*Directions*. Below are the records; restate all of them exactly.

── Dataset entries

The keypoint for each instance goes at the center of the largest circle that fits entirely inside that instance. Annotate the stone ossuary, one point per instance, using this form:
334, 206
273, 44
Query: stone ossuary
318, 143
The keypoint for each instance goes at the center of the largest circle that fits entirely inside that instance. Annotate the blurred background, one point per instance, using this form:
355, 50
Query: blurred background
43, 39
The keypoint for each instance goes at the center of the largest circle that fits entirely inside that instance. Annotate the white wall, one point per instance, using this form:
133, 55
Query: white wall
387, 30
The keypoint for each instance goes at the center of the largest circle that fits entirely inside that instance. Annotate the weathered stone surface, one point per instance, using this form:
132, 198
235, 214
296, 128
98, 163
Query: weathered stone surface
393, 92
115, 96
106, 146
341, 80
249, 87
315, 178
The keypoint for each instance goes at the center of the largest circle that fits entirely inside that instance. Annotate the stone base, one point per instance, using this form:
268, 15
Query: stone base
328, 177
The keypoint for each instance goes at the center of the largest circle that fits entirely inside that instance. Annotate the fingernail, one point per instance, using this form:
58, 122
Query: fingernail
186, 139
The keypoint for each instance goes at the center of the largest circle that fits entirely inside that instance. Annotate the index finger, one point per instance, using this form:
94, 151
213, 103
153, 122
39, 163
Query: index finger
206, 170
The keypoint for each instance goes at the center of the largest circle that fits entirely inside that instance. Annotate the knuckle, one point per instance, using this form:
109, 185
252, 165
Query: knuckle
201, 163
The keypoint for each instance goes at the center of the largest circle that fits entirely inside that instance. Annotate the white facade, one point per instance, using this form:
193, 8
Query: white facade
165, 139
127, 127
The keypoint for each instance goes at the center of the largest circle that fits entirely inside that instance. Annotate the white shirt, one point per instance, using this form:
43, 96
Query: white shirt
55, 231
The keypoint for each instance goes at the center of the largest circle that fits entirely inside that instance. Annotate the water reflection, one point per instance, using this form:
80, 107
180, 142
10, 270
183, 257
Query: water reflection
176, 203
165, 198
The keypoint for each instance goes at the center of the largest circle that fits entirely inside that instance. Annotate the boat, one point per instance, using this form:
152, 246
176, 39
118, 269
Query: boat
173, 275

────

*Answer box*.
The keypoint for each instance goes at the center of the largest circle that fits entirely inside that instance. Annotate the stone ossuary, one point per instance, using this form:
334, 206
273, 44
Query: stone ossuary
318, 143
The keypoint for each instance goes at the center of the largest circle that fits entirely inside that instance. Annotate the blurred background, one point per instance, using this form:
355, 50
Query: blurred background
43, 39
The keypoint for each instance goes at the center of the largest circle that fits entirely inside that instance. Annotate the white wall, one point per instance, using this form:
133, 55
Query: white wall
387, 30
The keypoint for each instance goes at the center of the largest circle that fits entirely inside that instance. Annotate the weathered stone surface, one point per instance, using this form:
132, 198
235, 214
296, 128
98, 163
Query: weathered stone surface
393, 92
115, 96
106, 146
341, 80
249, 87
315, 178
The keypoint for each instance goes at the center of the largest circle that fits entirely inside that instance. Annotate the stone base, one point per instance, using this form:
268, 15
Query: stone base
328, 177
The keypoint for each instance goes at the center of the largest circle that fits entirely inside that instance. Annotate the fingernail, one point per instance, using this form:
58, 122
Query: fingernail
186, 139
The keypoint for each instance goes at the center of the largest circle that fits entirely inside that instance. Annotate the index finger, one point per instance, using this form:
94, 151
213, 103
153, 122
39, 163
Query: index finger
206, 170
The keypoint for each instance goes at the center of the largest circle that fits entirely inside that instance. Annotate the knuckle, one point per instance, using this form:
109, 185
252, 165
Query: knuckle
201, 163
The keypoint for each instance goes at the center of the largest circle that fits entirely inside that instance. Annotate the white facade, one point per instance, using this form:
193, 8
Query: white facade
165, 139
127, 127
The keypoint for each instance goes at the center of the largest circle that fits entirely inside that instance. Annotate the white shirt, one point per instance, using this form:
43, 96
Query: white shirt
55, 231
The keypoint for each instance goes at the center of the largest circle that fits entirely inside that instance. Annotate the water reflection, one point per instance, using this form:
80, 107
180, 142
10, 270
183, 257
Query: water reflection
176, 203
165, 198
The keypoint for each instance goes at the center of the largest circle that fits entirely inside that instance. Annotate the boat, one point per instance, using this form:
152, 246
176, 39
118, 269
Query: boat
173, 275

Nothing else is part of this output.